§ **Action item A**:
Summarize the passage on C++ function overloading in two sentences.
§ **Action item B**:
Answer these questions from the passage on C++ function overloading, one line each:
(i) What error does the compiler report when both println versions are defined together?
(ii) What is the process of choosing an overload by how closely arguments match parameters called?
(iii) What type does the argument 0 in the first call have?
§ **Action item C**:
Pick up the passage on C++ function overloading after its final sentence and continue it.

Similarly, we can’t overload on top-level constness. These two functions are the same from the compiler’s perspective: both println(int).

auto println(int const x) -> void
{
  fmt::println("{}\n", x);
}

auto println(int x) -> void
{
  fmt::println("{}\n", x);
}
error: redefinition of 'println'
auto println(int x) -> void
     ^
note: previous definition is here
auto println(int const x) -> void
     ^

Overloads are chosen by the compiler based on how “close” of a “match” the arguments are to an overload’s parameters. This process is known as overload resolution, and its finer points are an expert topic, but there are some things we can learn about it now. Suppose that we only defined the following println overloads.

auto println(int const x) -> void
{
  fmt::print("{}\n", x);
}

auto println(std::string const& x) -> void
{
  fmt::print("{}\n", x);
}

int main()
{
  println(0) ;
  println("hello");
  println(0.0);
}

The first call to println has the argument 0, which has the type int. There happens to be an overload for println that takes a single int as a parameter: this is an exact match, and so the compiler chooses the println(int) overload. The second call to println has the argument "hello". This is a string literal: we don’t have an overload that directly takes the string literal type, so there are no direct matches. We do, however, have the overload println(std::string const&). Since the compiler can implicitly convert the string literal to a std::string1, it does that, and then calls println(std::string const&). The third call is more or less the same as the second in principle, except that double narrows to int.

§ **Information**:
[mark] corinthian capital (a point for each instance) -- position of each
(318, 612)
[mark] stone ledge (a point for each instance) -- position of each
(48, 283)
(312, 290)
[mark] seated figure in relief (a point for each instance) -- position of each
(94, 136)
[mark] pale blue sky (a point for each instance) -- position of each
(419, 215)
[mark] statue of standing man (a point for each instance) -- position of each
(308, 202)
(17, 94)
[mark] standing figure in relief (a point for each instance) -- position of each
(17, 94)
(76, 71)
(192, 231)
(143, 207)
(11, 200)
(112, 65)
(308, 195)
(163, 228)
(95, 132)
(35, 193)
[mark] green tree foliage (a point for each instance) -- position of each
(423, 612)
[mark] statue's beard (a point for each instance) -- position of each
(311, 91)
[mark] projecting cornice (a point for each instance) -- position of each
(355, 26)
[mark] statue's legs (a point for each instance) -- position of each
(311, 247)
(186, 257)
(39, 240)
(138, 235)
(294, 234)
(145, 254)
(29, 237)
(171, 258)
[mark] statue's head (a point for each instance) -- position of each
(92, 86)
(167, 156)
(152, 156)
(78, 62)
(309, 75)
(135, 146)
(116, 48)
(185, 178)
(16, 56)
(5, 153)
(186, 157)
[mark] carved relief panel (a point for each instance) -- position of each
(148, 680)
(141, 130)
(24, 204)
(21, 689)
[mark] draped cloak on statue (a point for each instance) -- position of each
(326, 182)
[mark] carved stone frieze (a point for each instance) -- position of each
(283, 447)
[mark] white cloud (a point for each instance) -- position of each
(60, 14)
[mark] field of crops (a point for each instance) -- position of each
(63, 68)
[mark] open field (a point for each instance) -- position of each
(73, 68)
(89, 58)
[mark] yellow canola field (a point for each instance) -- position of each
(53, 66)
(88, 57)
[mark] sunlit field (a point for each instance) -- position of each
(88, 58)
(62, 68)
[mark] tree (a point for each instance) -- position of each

§ **Task answer A**:
Functions cannot be overloaded on top-level constness, so defining both println(int const x) and println(int x) yields a redefinition error, because the compiler treats both as println(int). The compiler chooses among overloads through overload resolution, based on how closely the arguments match each overload's parameters: 0 is an exact match for println(int), "hello" is implicitly converted to a std::string so that println(std::string const&) is called, and 0.0 is handled much like the second call, except that double narrows to int.

§ **Task answer B**:
(i) error: redefinition of 'println'
(ii) Overload resolution
(iii) int

§ **Task answer C**:
A problem arises, however, when there are no exact matches and multiple overloads that could be chosen. Which overload is chosen for println(0.0) when we add the following overload to our overload set?

auto println(int const x) -> void
{
  fmt::print("{}\n", x);
}

auto println(std::string const& x) -> void
{
  fmt::print("{}\n", x);
}

auto println(char const x) -> void
{
  fmt::print("{}\n", x);
}

int main()
{
  println(0.0);
}

The answer is none of them. There’s no println(double) overload, so the compiler looks for other overloads that it might be able to convert double to, and finds two such overloads: println(int) and println(char). Both of these are considered to be “equal” choices in the compiler’s eyes, and so the best that it can do is provide a diagnostic and ask the programmer to make an explicit conversion. When the compiler can’t choose a specific overload, we call the overload set ambiguous.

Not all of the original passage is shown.